TAREFAS DO EXERCÍCIO ->
(a) Resuma a crônica sobre a caminhada entre o Porto e o Farol da Barra em duas frases.
(b) Transcreva sem mudanças o trecho da crônica que começa em "Corpos expostos sem" e segue até "de se mostrar!".

TEXTO DO DOCUMENTO ->

Eitcha vida boa da ...! --- Gutemberg Armando Diniz Guerra
Eitcha vida boa da ...!
Gutemberg Armando Diniz Guerra
Êta, vida boa da ...! Já pensou trabalhar num lugar desse?
Surpreendido pela locução pornográfica pronunciada em alto e bom som, olhei em direção de onde vinha a voz feminina, justamente do meu lado esquerdo, um pouco atrás, me ultrapassando... Era um casal jovem caminhando no Porto em direção ao Farol da Barra. Ela com uma mochila minúscula nas costas, bermuda, blusa pequena cobrindo um top de biquíni. Ele com uma bermuda amarela e uma camiseta de marca famosa. Andavam de mãos dadas e me pareciam deslumbrados com a manhã ensolarada e céu azul desse espaço mágico, ícone do turismo em Salvador. Continuei a caminhada sorrindo interiormente e pensando comigo mesmo que já morei nessa cidade e fui correr mundo, abandonando esse reconhecido e proclamado paraíso para pagar sabe-se lá que penas que eu devia sabe-se lá a quem e em que encarnações.
Esse não é o único lugar bonito dessa terra e me veio logo à mente uma frase do Padre Jerônimo, pároco de minha aldeia da Ribeira, na Cidade Baixa, onde cresci da infância à maturidade. Em um jubileu que não me lembro mais do que, ele pregava em cima de um palanque armado ao lado da Igreja da Penha, de frente para a Baía de Todos os Santos e com uma visão privilegiada da imagem belíssima que vai beirando a margem até a magnífica colina do Bonfim. Diante da deslumbrante paisagem, talvez de improviso, ele exclamou empolgado: “_O povo baiano é acostumado com a beleza!“ Eu deveria ter os meus 17 anos e essa frase ecoa em meu espírito sempre que me deparo com paisagens fantásticas da cidade onde nasci e me criei até debandar para outras plagas!
Mais do que o descrito acima, na caminhada matinal feita no último dia do ano, entre o Porto e o Farol da Barra, fui observando o casario com fachadas originais ainda preservadas, outras desfiguradas, transformadas em casas comerciais, bares, restaurantes, sorveterias, lanchonetes, hospitais, hotéis. Havia pessoas fazendo atividades físicas nas calçadas e nas praias, vendedores ainda arrumando seus tabuleiros, cadeiras e sombrinhas para ganhar seus trocados do dia que iniciava. Banhistas, idosos cumprindo a recomendação médica matinal e uma ou outra criança acompanhada dos pais davam um tom de província de lazer ao lugar.
Corpos expostos sem grandes coberturas nem pudores é o normal em beira de praia! Lembrei de uma americana em Nova Orleans me dizendo: “Nice bodies!” Referia-se aos cidadãos litorâneos de nosso país cuja referência para ela era o Rio de Janeiro. Pensei cá com meus botões: todo corpo é bonito quando não tem vergonha de se mostrar!

MATERIAL EXTRAÍDO ->
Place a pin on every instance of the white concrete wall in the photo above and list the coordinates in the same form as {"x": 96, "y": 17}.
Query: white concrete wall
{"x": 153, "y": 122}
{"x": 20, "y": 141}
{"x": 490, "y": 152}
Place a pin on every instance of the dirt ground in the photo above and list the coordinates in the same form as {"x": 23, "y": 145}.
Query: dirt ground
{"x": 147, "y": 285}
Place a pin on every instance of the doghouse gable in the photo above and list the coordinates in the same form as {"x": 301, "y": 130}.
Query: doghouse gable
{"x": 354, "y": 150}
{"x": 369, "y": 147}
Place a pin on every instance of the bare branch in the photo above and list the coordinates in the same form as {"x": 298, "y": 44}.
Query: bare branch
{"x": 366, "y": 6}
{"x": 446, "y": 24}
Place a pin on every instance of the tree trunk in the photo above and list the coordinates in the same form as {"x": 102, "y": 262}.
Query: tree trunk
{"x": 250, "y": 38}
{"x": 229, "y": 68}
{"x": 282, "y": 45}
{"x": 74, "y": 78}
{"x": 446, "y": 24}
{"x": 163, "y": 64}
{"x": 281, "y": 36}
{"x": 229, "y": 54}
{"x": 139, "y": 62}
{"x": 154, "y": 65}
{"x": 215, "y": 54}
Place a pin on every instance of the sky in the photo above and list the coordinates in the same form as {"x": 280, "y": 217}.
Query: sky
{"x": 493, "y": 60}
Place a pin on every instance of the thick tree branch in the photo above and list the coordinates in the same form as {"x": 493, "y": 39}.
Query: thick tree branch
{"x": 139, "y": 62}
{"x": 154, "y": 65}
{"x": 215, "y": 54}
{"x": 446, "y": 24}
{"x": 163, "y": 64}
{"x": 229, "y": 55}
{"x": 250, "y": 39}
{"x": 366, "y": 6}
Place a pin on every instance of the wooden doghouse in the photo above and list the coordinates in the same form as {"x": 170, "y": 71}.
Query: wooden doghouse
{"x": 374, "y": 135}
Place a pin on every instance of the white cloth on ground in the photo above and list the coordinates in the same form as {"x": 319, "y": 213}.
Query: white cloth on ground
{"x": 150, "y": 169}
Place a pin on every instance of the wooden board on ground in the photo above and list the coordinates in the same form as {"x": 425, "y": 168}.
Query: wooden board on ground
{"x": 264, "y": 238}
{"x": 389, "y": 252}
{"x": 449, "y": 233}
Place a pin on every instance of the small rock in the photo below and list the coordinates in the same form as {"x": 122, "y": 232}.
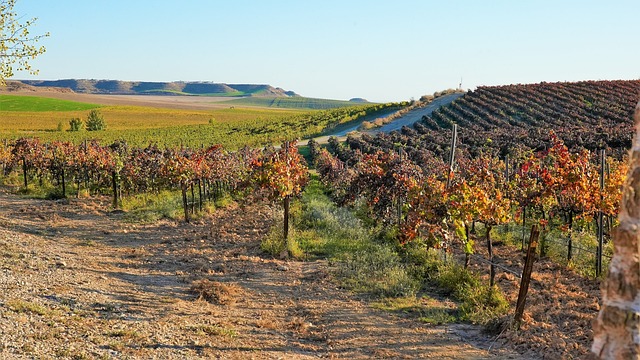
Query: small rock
{"x": 283, "y": 268}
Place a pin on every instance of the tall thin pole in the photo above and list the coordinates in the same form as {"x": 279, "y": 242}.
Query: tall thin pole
{"x": 452, "y": 156}
{"x": 600, "y": 217}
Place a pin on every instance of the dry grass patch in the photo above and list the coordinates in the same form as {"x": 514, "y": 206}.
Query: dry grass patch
{"x": 214, "y": 330}
{"x": 216, "y": 292}
{"x": 299, "y": 325}
{"x": 21, "y": 306}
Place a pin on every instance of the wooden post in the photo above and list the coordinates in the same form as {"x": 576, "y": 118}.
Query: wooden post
{"x": 64, "y": 187}
{"x": 600, "y": 217}
{"x": 200, "y": 194}
{"x": 286, "y": 218}
{"x": 24, "y": 172}
{"x": 492, "y": 273}
{"x": 193, "y": 200}
{"x": 114, "y": 183}
{"x": 570, "y": 242}
{"x": 524, "y": 226}
{"x": 526, "y": 274}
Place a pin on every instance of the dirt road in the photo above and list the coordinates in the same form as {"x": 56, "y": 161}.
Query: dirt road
{"x": 407, "y": 120}
{"x": 79, "y": 282}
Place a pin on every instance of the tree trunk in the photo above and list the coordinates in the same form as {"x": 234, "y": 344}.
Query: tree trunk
{"x": 492, "y": 273}
{"x": 24, "y": 172}
{"x": 286, "y": 219}
{"x": 617, "y": 328}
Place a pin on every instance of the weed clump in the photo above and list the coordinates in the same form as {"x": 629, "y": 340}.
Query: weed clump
{"x": 216, "y": 292}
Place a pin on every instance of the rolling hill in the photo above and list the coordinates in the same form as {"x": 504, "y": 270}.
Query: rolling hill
{"x": 512, "y": 119}
{"x": 118, "y": 87}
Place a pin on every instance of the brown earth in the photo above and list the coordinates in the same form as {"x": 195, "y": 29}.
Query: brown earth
{"x": 560, "y": 308}
{"x": 79, "y": 282}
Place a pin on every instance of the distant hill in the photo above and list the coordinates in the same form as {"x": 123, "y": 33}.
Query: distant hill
{"x": 161, "y": 88}
{"x": 296, "y": 102}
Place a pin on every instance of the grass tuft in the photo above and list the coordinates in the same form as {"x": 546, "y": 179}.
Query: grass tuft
{"x": 216, "y": 292}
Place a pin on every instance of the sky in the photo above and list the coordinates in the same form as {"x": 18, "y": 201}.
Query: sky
{"x": 378, "y": 50}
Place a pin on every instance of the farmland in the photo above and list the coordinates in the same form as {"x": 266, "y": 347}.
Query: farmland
{"x": 551, "y": 155}
{"x": 232, "y": 126}
{"x": 297, "y": 102}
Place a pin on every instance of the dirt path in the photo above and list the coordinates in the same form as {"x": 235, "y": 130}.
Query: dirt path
{"x": 78, "y": 282}
{"x": 408, "y": 119}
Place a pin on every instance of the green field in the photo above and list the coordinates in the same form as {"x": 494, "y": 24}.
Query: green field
{"x": 295, "y": 102}
{"x": 233, "y": 127}
{"x": 38, "y": 104}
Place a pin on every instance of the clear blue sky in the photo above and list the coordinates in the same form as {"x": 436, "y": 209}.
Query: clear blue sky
{"x": 379, "y": 50}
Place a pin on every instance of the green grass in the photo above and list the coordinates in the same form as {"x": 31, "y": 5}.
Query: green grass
{"x": 140, "y": 126}
{"x": 294, "y": 102}
{"x": 39, "y": 104}
{"x": 368, "y": 260}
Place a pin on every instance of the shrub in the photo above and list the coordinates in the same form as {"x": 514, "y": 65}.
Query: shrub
{"x": 76, "y": 124}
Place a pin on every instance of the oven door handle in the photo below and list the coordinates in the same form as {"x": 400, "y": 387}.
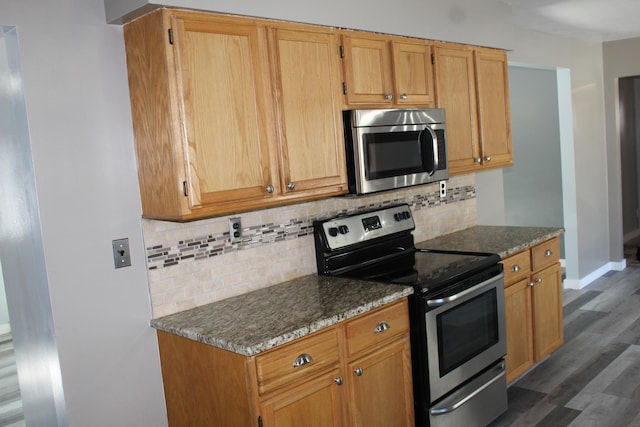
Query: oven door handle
{"x": 458, "y": 403}
{"x": 437, "y": 302}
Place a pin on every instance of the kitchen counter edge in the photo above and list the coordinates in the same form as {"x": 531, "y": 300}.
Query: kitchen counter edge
{"x": 501, "y": 240}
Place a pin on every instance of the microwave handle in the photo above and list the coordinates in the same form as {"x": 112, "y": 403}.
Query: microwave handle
{"x": 434, "y": 147}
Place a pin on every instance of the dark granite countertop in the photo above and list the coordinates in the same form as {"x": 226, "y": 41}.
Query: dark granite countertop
{"x": 501, "y": 240}
{"x": 260, "y": 320}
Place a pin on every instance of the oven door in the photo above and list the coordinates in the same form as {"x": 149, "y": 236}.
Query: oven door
{"x": 465, "y": 333}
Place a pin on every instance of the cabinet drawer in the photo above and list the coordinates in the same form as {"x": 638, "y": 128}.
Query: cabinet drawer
{"x": 545, "y": 253}
{"x": 516, "y": 267}
{"x": 377, "y": 326}
{"x": 292, "y": 362}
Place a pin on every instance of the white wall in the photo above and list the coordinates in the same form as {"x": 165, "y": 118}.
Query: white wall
{"x": 585, "y": 64}
{"x": 74, "y": 77}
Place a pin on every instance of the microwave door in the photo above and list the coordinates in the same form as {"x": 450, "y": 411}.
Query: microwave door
{"x": 429, "y": 150}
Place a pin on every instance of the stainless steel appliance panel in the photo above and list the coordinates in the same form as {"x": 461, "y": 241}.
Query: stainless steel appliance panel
{"x": 476, "y": 403}
{"x": 466, "y": 332}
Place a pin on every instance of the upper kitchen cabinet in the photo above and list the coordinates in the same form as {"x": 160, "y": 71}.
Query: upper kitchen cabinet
{"x": 307, "y": 89}
{"x": 207, "y": 103}
{"x": 472, "y": 87}
{"x": 382, "y": 71}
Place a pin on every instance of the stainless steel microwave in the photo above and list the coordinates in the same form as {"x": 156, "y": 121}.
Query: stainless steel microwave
{"x": 394, "y": 148}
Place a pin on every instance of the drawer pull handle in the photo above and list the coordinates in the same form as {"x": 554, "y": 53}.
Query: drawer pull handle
{"x": 381, "y": 327}
{"x": 302, "y": 360}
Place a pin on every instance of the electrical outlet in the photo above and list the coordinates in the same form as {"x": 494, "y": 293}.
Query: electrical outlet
{"x": 235, "y": 230}
{"x": 121, "y": 255}
{"x": 443, "y": 189}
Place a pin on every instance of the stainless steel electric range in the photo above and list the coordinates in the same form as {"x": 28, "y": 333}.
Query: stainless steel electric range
{"x": 457, "y": 311}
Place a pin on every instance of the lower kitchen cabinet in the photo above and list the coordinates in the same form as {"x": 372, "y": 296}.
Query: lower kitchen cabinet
{"x": 380, "y": 387}
{"x": 533, "y": 306}
{"x": 314, "y": 403}
{"x": 355, "y": 373}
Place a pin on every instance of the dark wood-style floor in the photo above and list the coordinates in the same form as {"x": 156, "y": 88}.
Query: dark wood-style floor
{"x": 594, "y": 378}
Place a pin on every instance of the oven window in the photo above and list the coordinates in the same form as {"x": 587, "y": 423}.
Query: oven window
{"x": 466, "y": 330}
{"x": 392, "y": 154}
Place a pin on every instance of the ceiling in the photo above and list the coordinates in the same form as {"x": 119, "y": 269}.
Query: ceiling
{"x": 594, "y": 20}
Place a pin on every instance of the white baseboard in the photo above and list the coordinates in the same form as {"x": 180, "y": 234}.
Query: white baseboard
{"x": 630, "y": 236}
{"x": 589, "y": 278}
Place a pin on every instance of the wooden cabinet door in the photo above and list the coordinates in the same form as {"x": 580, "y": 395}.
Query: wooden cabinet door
{"x": 493, "y": 107}
{"x": 517, "y": 299}
{"x": 380, "y": 385}
{"x": 223, "y": 83}
{"x": 413, "y": 73}
{"x": 547, "y": 311}
{"x": 456, "y": 93}
{"x": 307, "y": 86}
{"x": 314, "y": 403}
{"x": 367, "y": 70}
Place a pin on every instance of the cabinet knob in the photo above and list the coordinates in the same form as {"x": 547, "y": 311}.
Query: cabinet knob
{"x": 381, "y": 327}
{"x": 302, "y": 360}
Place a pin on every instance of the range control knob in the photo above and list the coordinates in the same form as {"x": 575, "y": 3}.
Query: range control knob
{"x": 401, "y": 216}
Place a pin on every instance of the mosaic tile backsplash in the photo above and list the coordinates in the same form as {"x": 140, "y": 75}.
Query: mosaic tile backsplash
{"x": 192, "y": 264}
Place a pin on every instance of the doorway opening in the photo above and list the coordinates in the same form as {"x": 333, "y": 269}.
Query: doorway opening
{"x": 629, "y": 131}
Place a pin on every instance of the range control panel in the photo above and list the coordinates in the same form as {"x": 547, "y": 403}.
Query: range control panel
{"x": 359, "y": 228}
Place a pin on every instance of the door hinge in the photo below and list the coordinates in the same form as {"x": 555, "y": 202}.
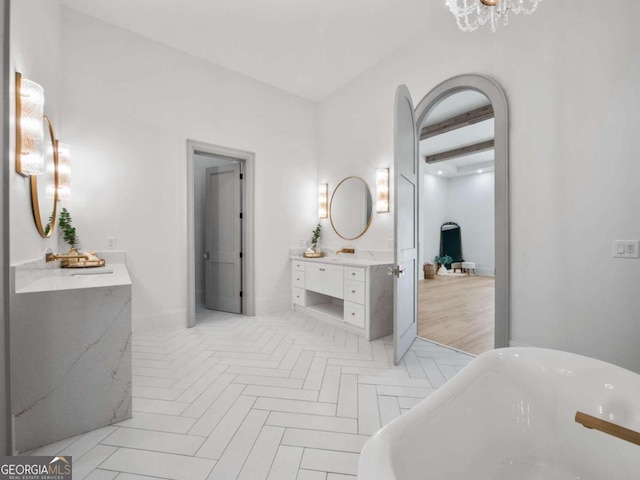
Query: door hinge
{"x": 396, "y": 271}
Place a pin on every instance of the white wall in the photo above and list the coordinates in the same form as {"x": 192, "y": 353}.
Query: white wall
{"x": 130, "y": 104}
{"x": 433, "y": 208}
{"x": 572, "y": 77}
{"x": 200, "y": 165}
{"x": 5, "y": 374}
{"x": 35, "y": 38}
{"x": 470, "y": 203}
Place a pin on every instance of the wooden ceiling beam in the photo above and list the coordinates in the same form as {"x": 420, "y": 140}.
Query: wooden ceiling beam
{"x": 460, "y": 152}
{"x": 463, "y": 120}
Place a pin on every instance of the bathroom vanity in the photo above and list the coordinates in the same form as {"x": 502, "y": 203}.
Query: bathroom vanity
{"x": 353, "y": 293}
{"x": 70, "y": 350}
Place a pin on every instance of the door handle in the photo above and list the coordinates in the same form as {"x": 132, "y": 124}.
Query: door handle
{"x": 396, "y": 271}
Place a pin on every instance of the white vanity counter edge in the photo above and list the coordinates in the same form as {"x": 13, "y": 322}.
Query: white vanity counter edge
{"x": 343, "y": 260}
{"x": 71, "y": 350}
{"x": 38, "y": 276}
{"x": 79, "y": 278}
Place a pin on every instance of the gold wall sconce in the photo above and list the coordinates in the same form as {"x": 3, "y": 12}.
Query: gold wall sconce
{"x": 64, "y": 171}
{"x": 323, "y": 200}
{"x": 382, "y": 190}
{"x": 29, "y": 127}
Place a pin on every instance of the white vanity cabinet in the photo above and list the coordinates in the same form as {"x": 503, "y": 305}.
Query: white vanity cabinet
{"x": 325, "y": 279}
{"x": 357, "y": 295}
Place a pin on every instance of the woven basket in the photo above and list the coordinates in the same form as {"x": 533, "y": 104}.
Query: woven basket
{"x": 429, "y": 271}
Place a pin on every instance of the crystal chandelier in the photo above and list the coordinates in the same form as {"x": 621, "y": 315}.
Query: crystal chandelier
{"x": 470, "y": 14}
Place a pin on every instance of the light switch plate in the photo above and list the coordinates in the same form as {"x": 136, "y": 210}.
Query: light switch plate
{"x": 626, "y": 249}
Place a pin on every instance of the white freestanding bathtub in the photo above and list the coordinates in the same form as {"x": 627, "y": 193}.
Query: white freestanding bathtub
{"x": 510, "y": 415}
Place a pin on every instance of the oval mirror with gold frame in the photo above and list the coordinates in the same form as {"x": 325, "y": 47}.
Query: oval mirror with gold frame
{"x": 44, "y": 190}
{"x": 351, "y": 209}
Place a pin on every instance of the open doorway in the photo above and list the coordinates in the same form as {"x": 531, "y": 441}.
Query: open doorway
{"x": 456, "y": 296}
{"x": 221, "y": 230}
{"x": 462, "y": 205}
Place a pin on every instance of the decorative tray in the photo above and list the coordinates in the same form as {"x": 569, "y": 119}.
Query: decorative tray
{"x": 83, "y": 264}
{"x": 313, "y": 255}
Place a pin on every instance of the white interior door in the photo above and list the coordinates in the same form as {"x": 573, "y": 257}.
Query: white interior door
{"x": 405, "y": 310}
{"x": 223, "y": 239}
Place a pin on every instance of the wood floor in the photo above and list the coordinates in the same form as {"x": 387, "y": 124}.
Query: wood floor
{"x": 457, "y": 311}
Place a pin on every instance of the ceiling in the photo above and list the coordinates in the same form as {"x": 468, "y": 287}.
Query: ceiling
{"x": 309, "y": 48}
{"x": 475, "y": 163}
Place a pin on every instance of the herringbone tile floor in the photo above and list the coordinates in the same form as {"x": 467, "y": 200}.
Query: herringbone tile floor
{"x": 256, "y": 398}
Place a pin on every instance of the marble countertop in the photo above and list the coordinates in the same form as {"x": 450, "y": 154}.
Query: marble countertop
{"x": 56, "y": 279}
{"x": 343, "y": 260}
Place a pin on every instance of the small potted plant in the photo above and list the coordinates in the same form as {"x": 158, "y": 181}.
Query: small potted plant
{"x": 314, "y": 251}
{"x": 68, "y": 230}
{"x": 315, "y": 237}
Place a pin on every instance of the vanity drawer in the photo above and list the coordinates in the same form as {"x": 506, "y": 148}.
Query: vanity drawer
{"x": 299, "y": 296}
{"x": 354, "y": 291}
{"x": 354, "y": 273}
{"x": 354, "y": 314}
{"x": 297, "y": 278}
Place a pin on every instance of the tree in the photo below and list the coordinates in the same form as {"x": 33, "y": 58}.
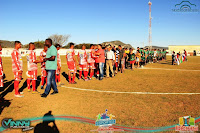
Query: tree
{"x": 59, "y": 39}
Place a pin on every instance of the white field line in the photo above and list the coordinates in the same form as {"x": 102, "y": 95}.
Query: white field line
{"x": 170, "y": 69}
{"x": 119, "y": 92}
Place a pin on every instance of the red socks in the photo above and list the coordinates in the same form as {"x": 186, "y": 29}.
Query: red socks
{"x": 85, "y": 74}
{"x": 69, "y": 77}
{"x": 73, "y": 78}
{"x": 43, "y": 78}
{"x": 80, "y": 74}
{"x": 91, "y": 74}
{"x": 34, "y": 85}
{"x": 16, "y": 86}
{"x": 58, "y": 77}
{"x": 29, "y": 84}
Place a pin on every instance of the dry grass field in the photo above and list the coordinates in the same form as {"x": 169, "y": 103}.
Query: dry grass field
{"x": 133, "y": 110}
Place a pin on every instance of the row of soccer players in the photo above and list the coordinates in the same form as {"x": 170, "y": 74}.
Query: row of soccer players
{"x": 90, "y": 60}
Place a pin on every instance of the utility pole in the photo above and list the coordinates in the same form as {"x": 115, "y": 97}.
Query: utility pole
{"x": 150, "y": 33}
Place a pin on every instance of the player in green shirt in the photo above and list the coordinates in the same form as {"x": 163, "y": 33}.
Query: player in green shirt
{"x": 131, "y": 58}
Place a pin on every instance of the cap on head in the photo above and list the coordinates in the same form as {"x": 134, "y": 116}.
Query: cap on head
{"x": 57, "y": 45}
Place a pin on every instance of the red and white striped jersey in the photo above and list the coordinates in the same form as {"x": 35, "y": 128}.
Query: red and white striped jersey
{"x": 1, "y": 63}
{"x": 17, "y": 63}
{"x": 58, "y": 59}
{"x": 90, "y": 55}
{"x": 43, "y": 55}
{"x": 69, "y": 55}
{"x": 31, "y": 57}
{"x": 82, "y": 55}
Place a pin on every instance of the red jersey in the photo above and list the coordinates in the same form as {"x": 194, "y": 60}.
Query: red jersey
{"x": 90, "y": 55}
{"x": 82, "y": 55}
{"x": 69, "y": 55}
{"x": 17, "y": 63}
{"x": 31, "y": 57}
{"x": 43, "y": 55}
{"x": 58, "y": 59}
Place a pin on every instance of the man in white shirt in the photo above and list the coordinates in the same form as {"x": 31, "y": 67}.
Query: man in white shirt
{"x": 110, "y": 58}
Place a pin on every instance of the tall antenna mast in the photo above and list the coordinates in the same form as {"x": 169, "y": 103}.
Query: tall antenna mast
{"x": 150, "y": 37}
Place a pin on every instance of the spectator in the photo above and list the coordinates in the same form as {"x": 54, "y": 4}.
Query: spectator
{"x": 110, "y": 58}
{"x": 51, "y": 66}
{"x": 100, "y": 60}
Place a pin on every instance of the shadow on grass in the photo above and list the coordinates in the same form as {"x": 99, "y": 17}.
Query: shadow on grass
{"x": 44, "y": 126}
{"x": 8, "y": 87}
{"x": 3, "y": 104}
{"x": 65, "y": 76}
{"x": 25, "y": 84}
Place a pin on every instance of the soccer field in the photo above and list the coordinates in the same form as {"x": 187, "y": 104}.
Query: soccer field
{"x": 153, "y": 96}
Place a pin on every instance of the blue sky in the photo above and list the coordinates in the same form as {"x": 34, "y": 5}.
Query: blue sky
{"x": 97, "y": 21}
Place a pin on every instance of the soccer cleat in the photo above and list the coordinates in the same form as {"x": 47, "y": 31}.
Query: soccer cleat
{"x": 55, "y": 92}
{"x": 74, "y": 82}
{"x": 35, "y": 92}
{"x": 42, "y": 87}
{"x": 18, "y": 95}
{"x": 44, "y": 95}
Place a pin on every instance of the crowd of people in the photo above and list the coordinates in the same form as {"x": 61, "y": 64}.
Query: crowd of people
{"x": 179, "y": 58}
{"x": 95, "y": 63}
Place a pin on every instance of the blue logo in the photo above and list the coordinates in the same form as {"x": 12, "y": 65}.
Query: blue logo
{"x": 105, "y": 119}
{"x": 10, "y": 123}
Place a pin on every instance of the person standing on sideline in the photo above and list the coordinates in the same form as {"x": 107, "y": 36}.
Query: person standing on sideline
{"x": 43, "y": 70}
{"x": 110, "y": 58}
{"x": 71, "y": 63}
{"x": 32, "y": 68}
{"x": 83, "y": 66}
{"x": 1, "y": 68}
{"x": 51, "y": 66}
{"x": 131, "y": 58}
{"x": 17, "y": 69}
{"x": 91, "y": 61}
{"x": 58, "y": 70}
{"x": 100, "y": 60}
{"x": 121, "y": 59}
{"x": 185, "y": 55}
{"x": 138, "y": 58}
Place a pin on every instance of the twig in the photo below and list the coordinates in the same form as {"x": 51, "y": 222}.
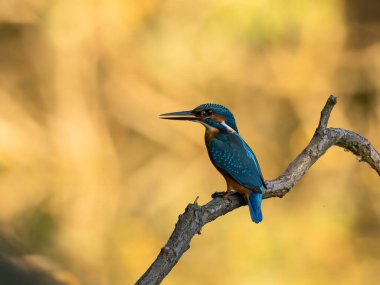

RESPOSTAS POR TAREFA ->
(a) Numa caminhada matinal no último dia do ano, entre o Porto e o Farol da Barra, em Salvador, a exclamação de uma jovem turista faz o autor lembrar que já morou na cidade e a deixou, e recordar a frase do Padre Jerônimo: "O povo baiano é acostumado com a beleza!". Pelo caminho, ele observa o casario, as pessoas se exercitando, os vendedores e os banhistas, e conclui que todo corpo é bonito quando não tem vergonha de se mostrar.

(b)
Corpos expostos sem grandes coberturas nem pudores é o normal em beira de praia! Lembrei de uma americana em Nova Orleans me dizendo: “Nice bodies!” Referia-se aos cidadãos litorâneos de nosso país cuja referência para ela era o Rio de Janeiro. Pensei cá com meus botões: todo corpo é bonito quando não tem vergonha de se mostrar!